• Work to be completed:
Write out each line exactly as given. Leave the pictures out of your copy.

___ Records for this exercise

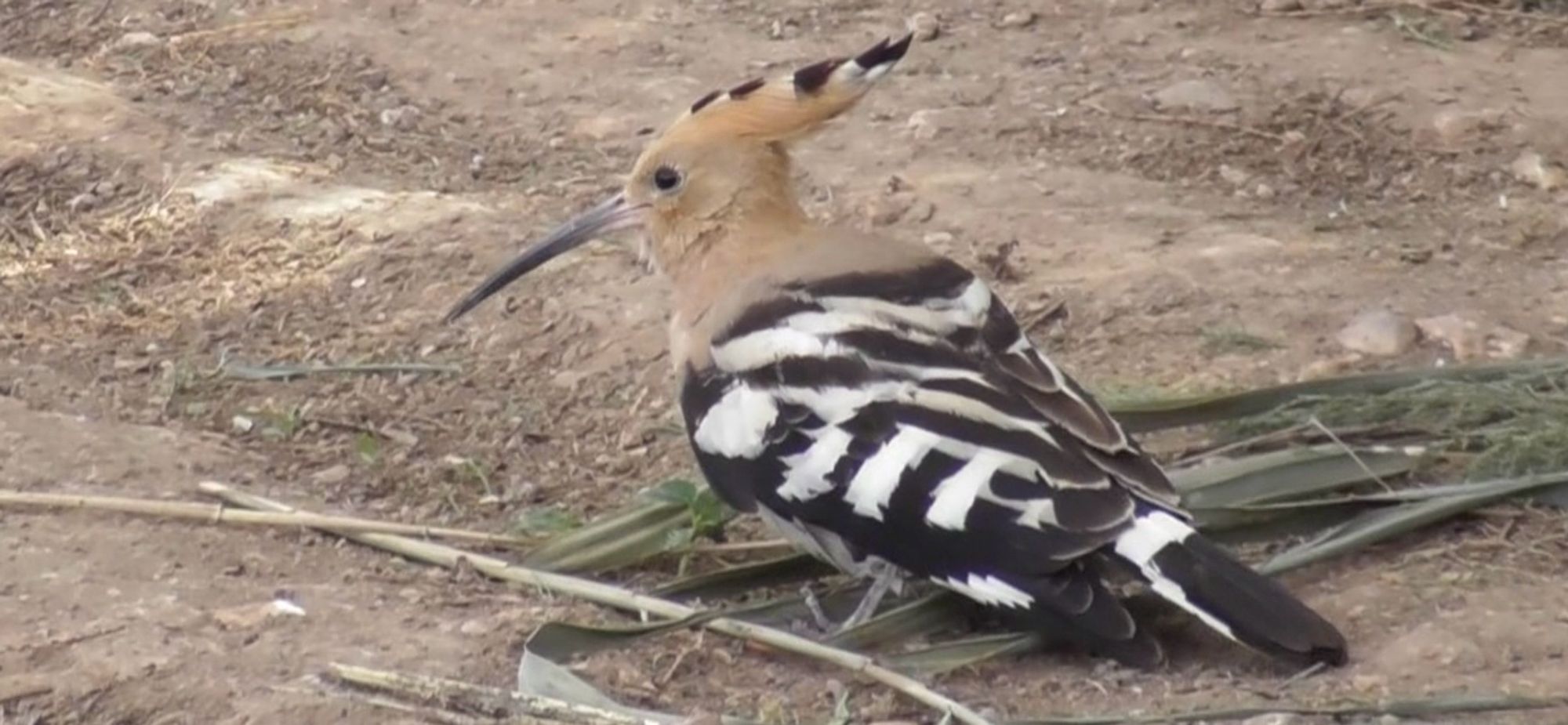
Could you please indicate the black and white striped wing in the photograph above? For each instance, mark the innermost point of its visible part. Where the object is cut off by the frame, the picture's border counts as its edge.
(904, 416)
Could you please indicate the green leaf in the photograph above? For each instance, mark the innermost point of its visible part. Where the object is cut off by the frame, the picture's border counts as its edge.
(368, 446)
(617, 540)
(1141, 416)
(962, 653)
(1287, 474)
(929, 614)
(1387, 523)
(677, 491)
(744, 579)
(542, 673)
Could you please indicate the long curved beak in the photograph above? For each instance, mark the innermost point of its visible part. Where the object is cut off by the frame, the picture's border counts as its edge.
(604, 217)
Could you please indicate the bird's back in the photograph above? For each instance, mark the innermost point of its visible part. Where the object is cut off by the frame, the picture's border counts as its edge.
(880, 404)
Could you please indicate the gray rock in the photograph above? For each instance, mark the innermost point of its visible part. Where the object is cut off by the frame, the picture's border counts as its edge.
(1199, 95)
(1381, 333)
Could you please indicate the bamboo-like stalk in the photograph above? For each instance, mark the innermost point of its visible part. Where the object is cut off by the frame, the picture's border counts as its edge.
(219, 513)
(474, 697)
(1420, 708)
(633, 601)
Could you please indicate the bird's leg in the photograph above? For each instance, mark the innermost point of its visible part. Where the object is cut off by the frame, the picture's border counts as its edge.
(885, 579)
(816, 607)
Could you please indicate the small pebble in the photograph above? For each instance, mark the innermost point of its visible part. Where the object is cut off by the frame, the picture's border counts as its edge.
(1020, 20)
(926, 27)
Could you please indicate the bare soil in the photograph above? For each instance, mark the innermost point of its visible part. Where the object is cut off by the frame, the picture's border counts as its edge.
(192, 183)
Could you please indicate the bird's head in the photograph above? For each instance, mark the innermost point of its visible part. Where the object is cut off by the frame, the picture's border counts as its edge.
(720, 167)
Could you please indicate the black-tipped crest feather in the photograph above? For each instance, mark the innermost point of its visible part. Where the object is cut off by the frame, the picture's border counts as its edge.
(813, 78)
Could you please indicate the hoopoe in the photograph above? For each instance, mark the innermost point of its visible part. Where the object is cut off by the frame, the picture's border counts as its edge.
(880, 407)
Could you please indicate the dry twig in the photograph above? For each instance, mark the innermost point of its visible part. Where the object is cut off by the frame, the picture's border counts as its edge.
(225, 515)
(626, 600)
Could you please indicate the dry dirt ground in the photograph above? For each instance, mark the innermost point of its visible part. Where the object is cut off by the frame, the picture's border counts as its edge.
(1207, 190)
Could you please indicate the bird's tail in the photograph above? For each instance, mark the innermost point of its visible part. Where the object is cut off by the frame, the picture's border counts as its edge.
(1243, 604)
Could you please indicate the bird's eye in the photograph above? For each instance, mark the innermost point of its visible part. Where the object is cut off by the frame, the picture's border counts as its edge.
(667, 178)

______

• Result of the task:
Could you please indicate the black and white striped wing in the photograph above? For each instance, mark the innermost point of its visible part. Where the object is cut off by the frame, the picture's border counts as its edge.
(904, 416)
Could you please indicate the green leaf in the photograph above? For each instance, mark the innermost point of its visible part. Where the object is cut off by the frame, the picture's border counts as its edge.
(368, 446)
(617, 540)
(1141, 416)
(962, 653)
(1287, 474)
(929, 614)
(1387, 523)
(677, 491)
(744, 579)
(542, 673)
Could you please indicate the long curved beak in the photograph above? For each instance, mark the innermost point of its visible part. Where the object is cut off by the frame, the picture's border counts as its edge.
(604, 217)
Could you please indicate the bird's back in the photograph above? For each instance, mark the innermost point of its visible part. Where the object is cut off by the frame, the picture's border counts as its edge.
(880, 404)
Could you please indicate the gray rock in the photograph above? For each instance, mark the innermost point of its visible part. Where the object is cut off by the frame, the picture's border counts as its edge.
(1199, 95)
(1381, 333)
Could you please indicate the bamboo-like stalk in the photograph above? For each instance, mark the innermost point of its visible part. Where the object is cut off by the frame, the picture's border counts as its edge.
(219, 513)
(474, 697)
(1420, 708)
(633, 601)
Could you please indicate the bird's leg in the photograph above? For each instance, mark the innermost point of its visible part. Where the object is cut off by the frame, the picture's border counts as its edge.
(885, 579)
(816, 607)
Could you please indicate the small pebble in the photograph above? For each instance, mark the innermost point of its visible part. Where the object is cut off by the frame, the picture's border counts as its edge.
(1020, 20)
(926, 27)
Could you please indicate the bare soil in the photograph above? For each instance, mark the innermost point of its visible part. Where the object is cut off by the frame, the picture's border counts as its edge.
(192, 183)
Could you please indicate the bird's head in the photograph above? For each instance, mark the innermost point of its visible part. Where the object is cut off by the frame, the picture's border counts as its edge.
(720, 167)
Could you please indicate the black-tipped crest feather in the photograph above? For each instance, mark the innermost point of its visible part. Where the object is cut off by the frame, the picture's border counts as its edge.
(813, 78)
Could you please indicate the hoopoe in the photograph above? For each instance, mark the innermost point of its visible part. Where the object is cut off by the frame, the picture's border counts as its edge.
(880, 407)
Could you please indicate the dry twig in the photograph above? For each instance, mark the innermost point of its visible part. Where the object is cut off by the frame, the picture's border counts as its edge.
(225, 515)
(626, 600)
Could you please indicate the dry dirt ground in the photograph above? For each instance, mark the innermost point of its visible part. Where the object is cut off by the frame, the picture's border counts as its edge.
(1207, 190)
Could you please indicate the bird's tail in the photograph above? For each instance, mark the innermost point of its visible part. Where the object is cut off by the frame, the picture's border counts as its edge.
(1243, 604)
Could you please indicate the bird's eye in the photograph above? For each instance, mark the innermost point of its visible part. Where the object is cut off by the frame, the picture's border counts as its edge.
(667, 178)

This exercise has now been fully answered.